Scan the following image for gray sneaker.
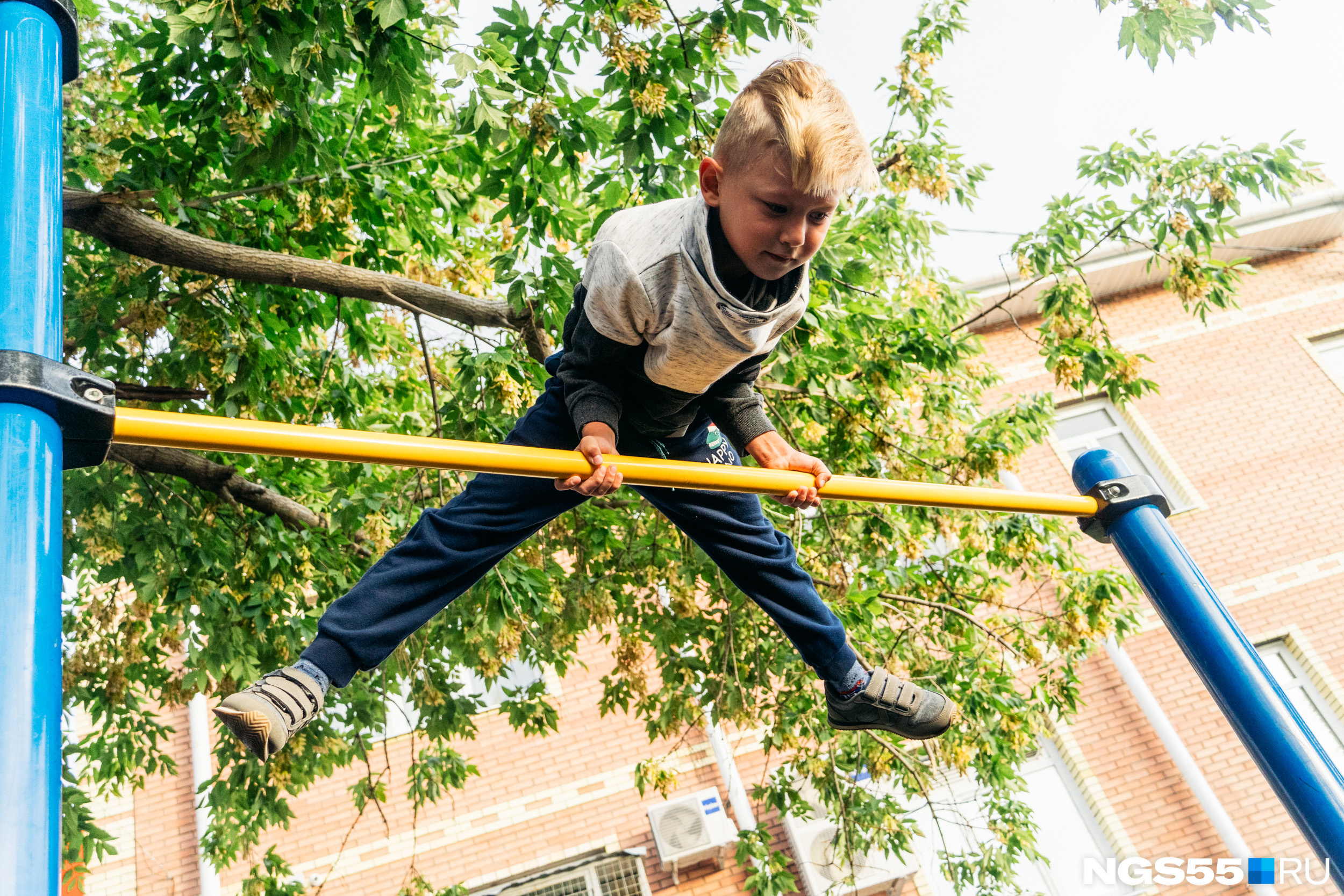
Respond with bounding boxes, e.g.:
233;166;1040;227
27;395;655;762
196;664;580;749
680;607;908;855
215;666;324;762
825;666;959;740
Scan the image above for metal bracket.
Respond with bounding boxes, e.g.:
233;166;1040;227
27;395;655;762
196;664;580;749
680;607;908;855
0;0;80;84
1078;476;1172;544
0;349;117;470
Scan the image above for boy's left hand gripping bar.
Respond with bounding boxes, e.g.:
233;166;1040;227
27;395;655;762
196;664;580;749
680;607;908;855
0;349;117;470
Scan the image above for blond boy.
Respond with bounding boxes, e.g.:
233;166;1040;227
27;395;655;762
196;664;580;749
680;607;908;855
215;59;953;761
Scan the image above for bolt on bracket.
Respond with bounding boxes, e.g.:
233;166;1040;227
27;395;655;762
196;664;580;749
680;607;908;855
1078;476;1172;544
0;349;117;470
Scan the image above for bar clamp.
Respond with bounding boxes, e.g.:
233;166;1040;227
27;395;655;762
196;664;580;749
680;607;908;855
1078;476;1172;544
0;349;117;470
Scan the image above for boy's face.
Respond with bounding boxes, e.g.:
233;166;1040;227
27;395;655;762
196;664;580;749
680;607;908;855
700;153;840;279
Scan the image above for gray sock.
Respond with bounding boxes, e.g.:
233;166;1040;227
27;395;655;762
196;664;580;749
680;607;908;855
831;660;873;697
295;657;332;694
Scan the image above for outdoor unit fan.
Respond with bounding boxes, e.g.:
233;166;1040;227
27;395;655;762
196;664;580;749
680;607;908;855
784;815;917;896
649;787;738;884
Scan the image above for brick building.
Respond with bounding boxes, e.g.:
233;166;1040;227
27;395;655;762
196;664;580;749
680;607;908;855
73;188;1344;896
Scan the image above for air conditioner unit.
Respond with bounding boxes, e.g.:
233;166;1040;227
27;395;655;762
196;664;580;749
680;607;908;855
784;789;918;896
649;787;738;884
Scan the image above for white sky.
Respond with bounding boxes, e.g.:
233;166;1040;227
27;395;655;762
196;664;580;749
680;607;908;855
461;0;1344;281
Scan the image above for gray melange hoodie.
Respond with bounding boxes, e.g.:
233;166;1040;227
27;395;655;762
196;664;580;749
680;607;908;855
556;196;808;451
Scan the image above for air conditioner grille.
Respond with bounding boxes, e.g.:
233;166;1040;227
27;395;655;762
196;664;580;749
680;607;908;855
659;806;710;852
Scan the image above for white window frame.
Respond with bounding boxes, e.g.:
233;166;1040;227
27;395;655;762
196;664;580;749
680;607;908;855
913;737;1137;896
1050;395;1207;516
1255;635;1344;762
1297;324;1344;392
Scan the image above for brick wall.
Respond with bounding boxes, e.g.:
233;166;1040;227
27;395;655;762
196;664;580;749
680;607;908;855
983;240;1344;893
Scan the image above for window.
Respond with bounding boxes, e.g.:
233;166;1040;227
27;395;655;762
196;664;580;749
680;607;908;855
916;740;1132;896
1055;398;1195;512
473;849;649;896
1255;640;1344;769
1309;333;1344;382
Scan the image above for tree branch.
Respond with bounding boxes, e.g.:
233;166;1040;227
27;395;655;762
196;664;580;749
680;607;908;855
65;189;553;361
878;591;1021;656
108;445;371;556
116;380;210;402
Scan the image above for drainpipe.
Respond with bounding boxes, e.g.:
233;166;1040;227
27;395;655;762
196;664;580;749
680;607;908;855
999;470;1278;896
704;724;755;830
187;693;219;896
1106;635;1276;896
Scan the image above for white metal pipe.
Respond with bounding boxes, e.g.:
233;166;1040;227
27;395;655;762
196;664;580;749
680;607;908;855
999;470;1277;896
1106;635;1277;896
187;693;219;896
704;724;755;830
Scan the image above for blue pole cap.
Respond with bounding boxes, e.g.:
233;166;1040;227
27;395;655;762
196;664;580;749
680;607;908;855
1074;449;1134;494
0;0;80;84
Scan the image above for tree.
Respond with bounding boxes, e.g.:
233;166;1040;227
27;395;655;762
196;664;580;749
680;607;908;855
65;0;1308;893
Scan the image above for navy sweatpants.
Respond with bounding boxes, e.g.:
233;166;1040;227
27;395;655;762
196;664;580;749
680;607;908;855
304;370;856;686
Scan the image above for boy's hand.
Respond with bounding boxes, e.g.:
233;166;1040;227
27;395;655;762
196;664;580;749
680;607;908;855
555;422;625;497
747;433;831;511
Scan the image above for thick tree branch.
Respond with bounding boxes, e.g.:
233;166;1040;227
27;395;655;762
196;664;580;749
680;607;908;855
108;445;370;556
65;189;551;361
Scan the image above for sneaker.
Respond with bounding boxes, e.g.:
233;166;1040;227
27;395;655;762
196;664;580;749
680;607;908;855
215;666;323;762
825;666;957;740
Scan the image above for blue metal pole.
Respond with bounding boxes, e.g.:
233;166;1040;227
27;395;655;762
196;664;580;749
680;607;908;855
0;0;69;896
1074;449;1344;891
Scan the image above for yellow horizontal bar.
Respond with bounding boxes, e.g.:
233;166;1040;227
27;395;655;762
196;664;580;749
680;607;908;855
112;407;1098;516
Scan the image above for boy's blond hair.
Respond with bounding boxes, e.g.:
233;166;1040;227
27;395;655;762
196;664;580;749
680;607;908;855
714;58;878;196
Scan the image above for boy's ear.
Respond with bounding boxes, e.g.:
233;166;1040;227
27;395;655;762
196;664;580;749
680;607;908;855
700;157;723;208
───
(Task details): Copy out again the lines from the one containing "Scan the image above for sneaker." through the end of the material, requests included, and shift each answer bounding box by adding 149 to every one of its coordinates.

(Answer to this task):
Scan the image above for sneaker.
Respond with bounding boxes, e.g.:
233;166;1040;227
27;395;655;762
196;664;580;749
680;607;908;855
364;815;472;911
974;815;1106;889
Scan the image above for blue metal pole.
Respond with bounding boxes, e.g.:
233;166;1040;227
27;395;655;762
196;664;580;749
680;607;908;855
149;149;218;1045
1223;598;1493;1040
Scan the image above for yellow horizontal bar.
Respond with bounding boxes, e.g.:
233;166;1040;227
27;395;655;762
196;664;580;749
680;607;908;855
261;556;1247;665
Scan the image above for boy's blond hair.
Respond with bounding boxes, e.g.:
233;166;1040;227
27;395;655;762
196;664;580;749
680;607;908;855
863;207;1027;345
Scan the image above for boy's ear.
Respond with bounding boxes, e.g.:
233;166;1040;227
27;395;655;762
196;664;580;749
680;607;908;855
849;306;872;357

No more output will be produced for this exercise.